* **What is asked**
Edit the records below so that every "apple stem" becomes "apple leaf" and nothing else changes. Leave the pictures out of your answer.
┌─ Data shown
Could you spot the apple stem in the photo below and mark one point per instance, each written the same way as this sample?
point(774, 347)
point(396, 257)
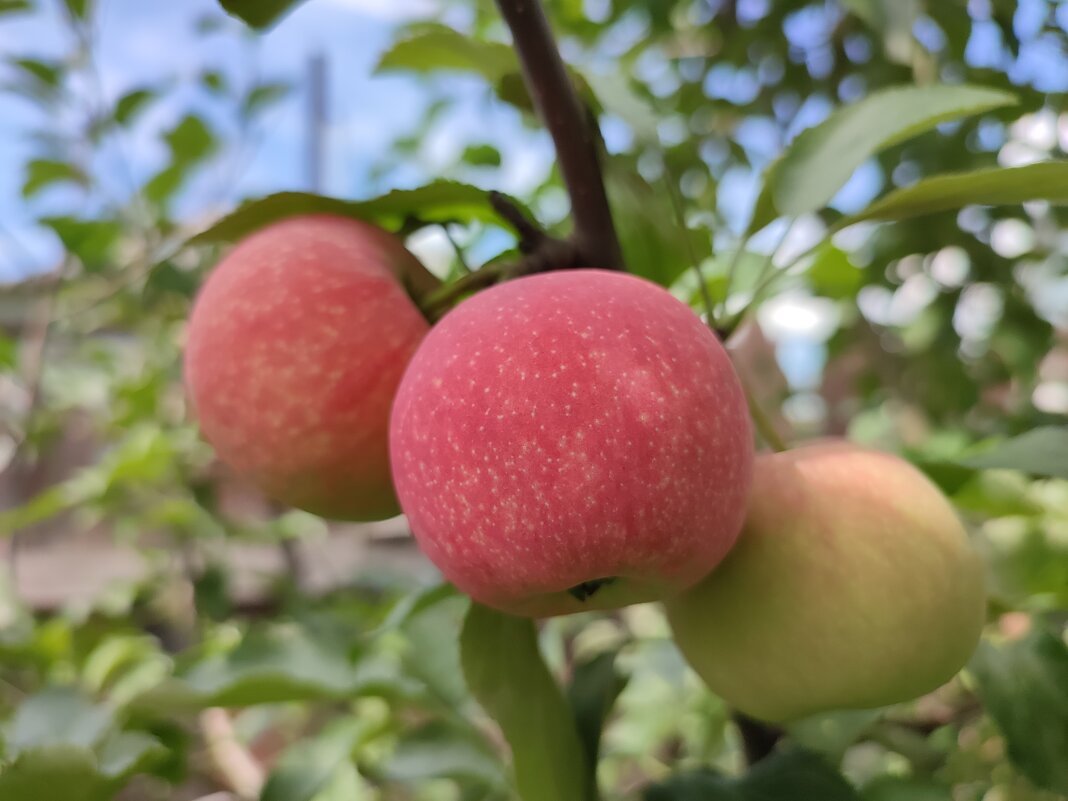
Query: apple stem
point(758, 739)
point(572, 128)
└─
* **Expected answer**
Could you spot the apple leaf in the photo below and mark one point per instance, each written the same way as this sample?
point(774, 347)
point(396, 257)
Query: apple leaf
point(758, 739)
point(572, 128)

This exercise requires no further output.